> _ESTRATTO DEL DOCUMENTO_:
Per migliorare ha bisogno di un sostegno internazionale maggiore, in termini di finanziamenti, capacità operativa e collaborazione. L’Oms non è un organismo indipendente, ma il risultato di accordi tra Stati tramite le Nazioni Unite, detiene solo i poteri che le vengono concessi, grazie al consenso di tutti i Paesi membri. Deve diventare un’istituzione solida, autorevole e con un largo consenso».
In che modo potrebbero agire i governi per migliorare la salute dei cittadini?
«Eventi del genere vanno presi sul serio, non solo da scienziati e autorità sanitarie, ma anche dalla classe politica, che deve dare ascolto agli esperti. È questa la lezione più importante. Credo che in Italia la risposta non sia stata ineccepibile, ma il vostro Paese è stato davvero sfortunato, colpito fin dall’inizio dal virus, trasmesso dai viaggiatori stranieri prima ancora di essere individuato. Gli Stati Uniti non hanno avuto sfortuna, la risposta dei politici è stata la peggiore possibile, nonostante la competenza di scienziati ed esperti. Abbiamo dato prova di ottusità e negligenza e abbiamo registrato il più alto numero di contagi e vittime. In altre nazioni, come Corea del sud e Nuova Zelanda, la classe politica ha fatto un buon lavoro».

> _Record contenuti in un dataset_:
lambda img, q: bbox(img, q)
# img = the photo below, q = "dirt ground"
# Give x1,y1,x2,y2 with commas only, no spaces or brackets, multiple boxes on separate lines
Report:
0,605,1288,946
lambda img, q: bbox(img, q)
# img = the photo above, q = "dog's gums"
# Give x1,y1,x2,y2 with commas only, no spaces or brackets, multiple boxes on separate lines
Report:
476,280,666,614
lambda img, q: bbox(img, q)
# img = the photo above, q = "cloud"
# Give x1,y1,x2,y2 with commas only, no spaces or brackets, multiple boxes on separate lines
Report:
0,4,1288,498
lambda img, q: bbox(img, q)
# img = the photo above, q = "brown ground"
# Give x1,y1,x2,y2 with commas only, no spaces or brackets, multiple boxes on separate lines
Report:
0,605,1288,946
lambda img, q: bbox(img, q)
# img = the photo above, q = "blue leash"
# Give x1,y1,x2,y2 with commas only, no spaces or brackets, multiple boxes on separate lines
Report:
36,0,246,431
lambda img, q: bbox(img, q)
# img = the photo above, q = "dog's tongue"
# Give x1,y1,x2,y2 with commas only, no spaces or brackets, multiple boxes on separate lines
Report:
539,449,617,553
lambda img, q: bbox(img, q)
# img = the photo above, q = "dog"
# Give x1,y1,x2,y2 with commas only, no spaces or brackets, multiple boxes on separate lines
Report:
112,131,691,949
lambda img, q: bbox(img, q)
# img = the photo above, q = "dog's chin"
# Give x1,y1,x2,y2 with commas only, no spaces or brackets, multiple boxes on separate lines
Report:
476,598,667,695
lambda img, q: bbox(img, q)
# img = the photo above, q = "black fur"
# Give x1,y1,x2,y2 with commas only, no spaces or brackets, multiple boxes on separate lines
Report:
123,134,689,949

> _METTI IN PRATICA_:
(a) Elenca tutti i Paesi nominati esplicitamente nell'estratto del documento.
(b) Continua l'intervista sulla risposta politica all'epidemia a partire dall'ultima frase dell'estratto del documento.

> _RISPOSTE_:
(a) Italia, Stati Uniti, Corea del sud, Nuova Zelanda

(b)
Sta quindi suggerendo di includere la scienza nell’idea stessa della sicurezza nazionale?
«Certo, nessuno Stato è al sicuro senza la salute dei propri cittadini.
Il Consiglio per la sicurezza nazionale, principale organo di consultazione del presidente degli Stati Uniti, aveva istituito un direttivo per la gestione delle pandemie. Inizialmente ideato da George W. Bush, è stato potenziato da Barack Obama, per essere poi abolito da quel presidente in carica nel 2020. Non mi ricordo il nome, un narcisista ignorante…».
Cosa pensa delle origini e delle motivazioni del movimento No Vax?
«Il grande problema è il rifiuto, la negazione dell’evidenza scientifica. Succede nel vostro Paese, nel mio e in molti altri. È fondamentale il rapporto che il cittadino medio ha con la scienza, che deve entrare nelle scuole.
Iniziamo insegnando ai bambini il pensiero critico, intendo quella capacità di mettere da parte emozioni e pregiudizi, di giudicare le informazioni in base alla legittimità e credibilità della fonte.
È pieno di pseudo-esperti che divulgano pseudo-informazioni su Internet. Quello non significa informarsi».
Alcuni vaccini sono stati realizzati in un arco di tempo di 10 mesi dall’inizio della pandemia.
Quali sono le radici di questo successo?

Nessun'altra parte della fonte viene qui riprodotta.